**** Entries provided
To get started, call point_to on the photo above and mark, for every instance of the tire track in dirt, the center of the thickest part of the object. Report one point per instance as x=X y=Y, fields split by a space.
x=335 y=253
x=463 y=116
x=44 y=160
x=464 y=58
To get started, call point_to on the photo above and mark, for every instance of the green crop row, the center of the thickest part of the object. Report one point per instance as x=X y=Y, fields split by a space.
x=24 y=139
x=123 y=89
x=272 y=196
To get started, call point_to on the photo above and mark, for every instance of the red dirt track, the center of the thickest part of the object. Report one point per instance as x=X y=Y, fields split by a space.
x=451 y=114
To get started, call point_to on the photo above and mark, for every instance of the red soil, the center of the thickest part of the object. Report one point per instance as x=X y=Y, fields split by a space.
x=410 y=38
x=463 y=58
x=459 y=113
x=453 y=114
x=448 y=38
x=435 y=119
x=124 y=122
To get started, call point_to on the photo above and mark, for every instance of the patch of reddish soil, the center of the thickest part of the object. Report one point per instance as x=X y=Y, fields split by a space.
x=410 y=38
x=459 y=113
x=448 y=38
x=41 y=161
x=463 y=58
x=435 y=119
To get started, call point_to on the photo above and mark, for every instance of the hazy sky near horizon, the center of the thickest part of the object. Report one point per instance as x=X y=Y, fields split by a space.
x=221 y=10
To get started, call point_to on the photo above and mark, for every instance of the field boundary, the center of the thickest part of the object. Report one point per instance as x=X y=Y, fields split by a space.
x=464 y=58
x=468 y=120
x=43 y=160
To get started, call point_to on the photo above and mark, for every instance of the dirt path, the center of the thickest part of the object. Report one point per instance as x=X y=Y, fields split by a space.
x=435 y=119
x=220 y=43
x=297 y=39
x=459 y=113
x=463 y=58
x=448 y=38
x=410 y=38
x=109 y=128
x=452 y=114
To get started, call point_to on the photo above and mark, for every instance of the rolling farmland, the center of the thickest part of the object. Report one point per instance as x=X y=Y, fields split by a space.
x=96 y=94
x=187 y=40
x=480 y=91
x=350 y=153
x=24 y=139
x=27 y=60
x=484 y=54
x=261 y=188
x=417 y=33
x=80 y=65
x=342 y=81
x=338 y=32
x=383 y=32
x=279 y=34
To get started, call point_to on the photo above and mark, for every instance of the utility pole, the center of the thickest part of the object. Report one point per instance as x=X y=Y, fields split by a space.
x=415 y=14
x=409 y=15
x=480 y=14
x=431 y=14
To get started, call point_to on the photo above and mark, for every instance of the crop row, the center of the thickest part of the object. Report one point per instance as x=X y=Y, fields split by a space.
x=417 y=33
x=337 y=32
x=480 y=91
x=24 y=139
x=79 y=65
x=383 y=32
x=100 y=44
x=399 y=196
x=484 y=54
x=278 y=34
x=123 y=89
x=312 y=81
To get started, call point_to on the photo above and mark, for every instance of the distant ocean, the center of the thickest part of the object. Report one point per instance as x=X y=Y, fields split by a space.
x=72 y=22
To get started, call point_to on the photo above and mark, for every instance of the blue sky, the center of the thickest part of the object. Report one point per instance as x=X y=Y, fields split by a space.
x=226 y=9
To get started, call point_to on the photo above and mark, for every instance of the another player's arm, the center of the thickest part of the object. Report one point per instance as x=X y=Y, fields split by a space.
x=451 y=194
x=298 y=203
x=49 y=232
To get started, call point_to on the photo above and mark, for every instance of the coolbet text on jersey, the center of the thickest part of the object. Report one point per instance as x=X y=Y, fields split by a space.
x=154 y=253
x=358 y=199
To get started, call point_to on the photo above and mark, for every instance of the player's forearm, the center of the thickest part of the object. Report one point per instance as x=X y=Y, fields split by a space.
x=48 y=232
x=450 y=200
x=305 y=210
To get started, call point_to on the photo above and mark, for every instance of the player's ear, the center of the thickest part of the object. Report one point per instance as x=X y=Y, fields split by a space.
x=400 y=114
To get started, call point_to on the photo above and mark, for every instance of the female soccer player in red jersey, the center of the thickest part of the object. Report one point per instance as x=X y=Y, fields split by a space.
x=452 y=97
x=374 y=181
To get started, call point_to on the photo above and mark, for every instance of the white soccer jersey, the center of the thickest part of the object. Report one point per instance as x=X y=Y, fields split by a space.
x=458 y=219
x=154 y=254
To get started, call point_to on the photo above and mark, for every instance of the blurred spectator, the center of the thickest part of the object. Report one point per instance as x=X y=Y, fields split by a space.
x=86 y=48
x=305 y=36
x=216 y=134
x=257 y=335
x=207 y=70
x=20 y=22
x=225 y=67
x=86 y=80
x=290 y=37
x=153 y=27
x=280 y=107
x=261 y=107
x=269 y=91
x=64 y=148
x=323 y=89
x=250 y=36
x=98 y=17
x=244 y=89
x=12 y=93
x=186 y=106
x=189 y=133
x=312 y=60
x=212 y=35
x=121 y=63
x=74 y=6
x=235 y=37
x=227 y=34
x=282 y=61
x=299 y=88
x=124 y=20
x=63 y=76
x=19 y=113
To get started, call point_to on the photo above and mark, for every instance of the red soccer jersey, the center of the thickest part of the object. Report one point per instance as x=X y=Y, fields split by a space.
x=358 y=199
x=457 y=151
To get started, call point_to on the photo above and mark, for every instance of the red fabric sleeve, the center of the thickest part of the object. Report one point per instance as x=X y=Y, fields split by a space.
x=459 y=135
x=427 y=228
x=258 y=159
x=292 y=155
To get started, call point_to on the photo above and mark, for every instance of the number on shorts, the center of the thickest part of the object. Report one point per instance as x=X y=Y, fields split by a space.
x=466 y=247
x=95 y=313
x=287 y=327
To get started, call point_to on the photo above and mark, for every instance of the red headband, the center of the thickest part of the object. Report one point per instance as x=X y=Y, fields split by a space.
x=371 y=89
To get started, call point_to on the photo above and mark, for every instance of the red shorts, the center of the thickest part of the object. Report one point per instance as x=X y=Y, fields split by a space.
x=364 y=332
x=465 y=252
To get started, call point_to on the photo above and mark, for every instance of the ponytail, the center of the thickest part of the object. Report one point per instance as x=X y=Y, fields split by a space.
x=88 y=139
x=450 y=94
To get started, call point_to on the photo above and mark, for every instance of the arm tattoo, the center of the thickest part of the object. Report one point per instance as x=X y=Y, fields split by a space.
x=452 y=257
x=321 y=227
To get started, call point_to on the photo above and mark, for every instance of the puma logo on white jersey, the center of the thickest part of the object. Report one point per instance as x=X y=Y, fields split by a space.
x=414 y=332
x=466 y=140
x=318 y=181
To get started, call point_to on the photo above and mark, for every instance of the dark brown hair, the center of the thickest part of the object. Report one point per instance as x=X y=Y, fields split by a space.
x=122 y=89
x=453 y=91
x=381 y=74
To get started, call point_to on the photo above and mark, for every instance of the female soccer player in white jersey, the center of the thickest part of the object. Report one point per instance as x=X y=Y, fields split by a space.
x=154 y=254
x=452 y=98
********
### Given problem:
Copy each of the entries above word for word, in the same order.

### Task solution:
To get started, call point_to on the photo above and mark, for every instance of the tire track in dirt, the center of the thickest part of the object. Report one point per instance as x=X y=Y, fields split by a space.
x=335 y=253
x=463 y=116
x=44 y=160
x=464 y=58
To get started, call point_to on the photo above and mark, for every instance of the green crop row, the center of the thickest part of the object. Report one point per instance as x=X y=Y, fields split by a space.
x=24 y=139
x=123 y=89
x=272 y=196
To get started, call point_to on the photo above and mark, for every instance of the red dirt track, the center of the thickest part of the object. Report one point per instance as x=X y=Y, fields split by a space.
x=451 y=114
To get started, call point_to on the photo above and mark, for every instance of the red soil, the center of the thickest part of the object. Report one point per instance as x=X y=Y, fields split by a space.
x=410 y=38
x=463 y=58
x=459 y=113
x=453 y=114
x=448 y=38
x=435 y=119
x=124 y=122
To get started, call point_to on the photo above and mark, for every instance of the patch of reddish soil, the center of the thickest part of the object. Report one point per instance as x=X y=Y, fields split by a space.
x=410 y=38
x=459 y=113
x=448 y=38
x=41 y=161
x=463 y=58
x=435 y=119
To get started, call point_to on the photo above and mark, for every instance of the hazy sky near horizon, the center of the thickest part of the object. Report one point per instance as x=X y=Y, fields split by a space.
x=221 y=10
To get started, call point_to on the photo above and mark, for every instance of the field boundary, the center of the thickest part of the object. Report one point per instance as x=X y=Y, fields split by a space.
x=464 y=58
x=468 y=120
x=43 y=160
To get started, call point_to on the photo above and mark, for every instance of the dirt path, the center of the thickest part of the object. Report one point per instance as x=X y=Y, fields split by a space.
x=435 y=119
x=220 y=43
x=297 y=39
x=459 y=113
x=463 y=58
x=448 y=38
x=410 y=38
x=109 y=128
x=452 y=114
To get started, call point_to on the photo above and mark, for every instance of the rolling farmland, the center of the thickest part of the object. Report one point per instance as x=X y=Y, fields split by a space.
x=96 y=94
x=187 y=40
x=480 y=91
x=350 y=153
x=24 y=139
x=27 y=60
x=484 y=54
x=261 y=188
x=417 y=33
x=80 y=65
x=342 y=81
x=338 y=32
x=383 y=32
x=279 y=34
To get started, call point_to on the photo above and mark, for every instance of the utility pole, the center of the thickest part of the object. Report one point per instance as x=X y=Y, fields split by a space.
x=415 y=14
x=409 y=15
x=480 y=14
x=431 y=14
To get started, call point_to on the photo above and mark, for every instance of the crop row, the center of the thickest part of the object. Report one point per instance as x=X y=Y, fields split by a space.
x=417 y=33
x=337 y=32
x=480 y=91
x=24 y=139
x=79 y=65
x=383 y=32
x=100 y=44
x=399 y=196
x=484 y=54
x=278 y=34
x=123 y=89
x=312 y=81
To get started, call point_to on the photo above and mark, for every instance of the distant ocean, the center of the thickest part of the object. Report one point per instance as x=X y=Y, fields split by a space.
x=72 y=22
To get started, call point_to on the photo above and mark, for every instance of the blue sky, the center of the thickest part of the object. Report one point per instance as x=X y=Y, fields split by a space.
x=226 y=9
To get started, call point_to on the photo above and mark, for every instance of the another player's arm, the center of the thickest part of the object. Report one point per instance as x=X y=Y, fields split by a space.
x=451 y=194
x=298 y=203
x=49 y=232
To get started, call point_to on the photo above and mark, for every instance of the coolbet text on jersey, the center of the thickest part of the object. Report one point per instance as x=X y=Y, fields split by a space.
x=154 y=253
x=358 y=199
To get started, call point_to on the photo above and mark, for every instance of the player's forearm, the center of the thickest part of the object. Report one point per instance as x=X y=Y, fields split by a space.
x=48 y=232
x=450 y=200
x=305 y=210
To get started, call point_to on the photo above and mark, for every instance of the player's ear, the center of the thickest part of the object. Report one point per instance as x=X y=Y, fields split by a space.
x=400 y=114
To get started, call point_to on the photo above and mark, for every instance of the female soccer player in red jersey, the center of the thickest part of the object. Report one point per instance as x=X y=Y, fields split by a space.
x=452 y=97
x=374 y=181
To get started, call point_to on the photo above and mark, for every instance of the white soccer jersey, the center of the thickest part of the object. Report one point per instance as x=X y=Y, fields split by a space.
x=458 y=219
x=154 y=254
To get started, call point_to on the photo above and mark, for every instance of the blurred spectator, the center of the thickest part of the object. Report one point per instance as x=X y=Y, fields split by a space.
x=86 y=48
x=305 y=36
x=216 y=134
x=257 y=335
x=207 y=70
x=20 y=22
x=225 y=67
x=86 y=80
x=290 y=37
x=153 y=27
x=280 y=107
x=261 y=107
x=269 y=91
x=64 y=148
x=323 y=89
x=250 y=36
x=98 y=17
x=244 y=89
x=12 y=93
x=186 y=106
x=189 y=133
x=312 y=60
x=212 y=35
x=121 y=63
x=74 y=6
x=235 y=37
x=227 y=34
x=282 y=61
x=299 y=88
x=124 y=20
x=63 y=76
x=19 y=113
To get started, call point_to on the photo above and mark, for every instance of the red soccer jersey, the center of the thickest part of the object. Report one point per instance as x=X y=Y, fields split by a space.
x=358 y=199
x=457 y=151
To get started, call point_to on the photo above and mark, for every instance of the red fabric sleeve, the center of the thickest part of the object. Report one point per instance as x=X y=Y, fields split by a space.
x=459 y=135
x=427 y=228
x=258 y=159
x=292 y=155
To get started, call point_to on the photo above and mark, for every instance of the number on shorts, the center of the thickest part of the object. Report one point per instance as x=X y=Y, fields split by a space.
x=466 y=247
x=95 y=313
x=287 y=327
To get started, call point_to on the photo above and mark, for every instance of the red headband, the center of the thickest part of the object. Report one point per instance as x=X y=Y, fields split by a space.
x=371 y=89
To get started, call point_to on the photo above and mark, for every instance of the red shorts, the center of the thickest part of the object. Report one point per instance as x=X y=Y, fields split by a space.
x=364 y=332
x=465 y=252
To get started, call point_to on the photo above and mark, for every instance of the ponytail, the center of the thickest part of the object. Report one point per instance as x=X y=Y, fields split by a space.
x=88 y=139
x=450 y=94
To get started, call point_to on the photo above and mark, for every instance of the arm tattoo, the center of the thickest part of the object. Report one point per instance as x=X y=Y, fields split by a space.
x=452 y=257
x=321 y=227
To get started, call point_to on the photo above and mark, for every instance of the puma logo on white jersey, the center of the thickest part of the object. Report one point per instance as x=X y=Y, fields split by a space.
x=414 y=332
x=466 y=140
x=318 y=181
To get started, call point_to on the photo above and mark, for every instance of the dark brown hair, the center of the thickest part of the object. Report one point per instance as x=X y=Y, fields split by a space.
x=122 y=89
x=453 y=91
x=381 y=74
To get started, call point_to on the photo above and mark, for every instance of the female soccer player in white jersey, the center of the thickest part of the object. Report one point per instance as x=X y=Y, fields split by a space.
x=154 y=254
x=452 y=98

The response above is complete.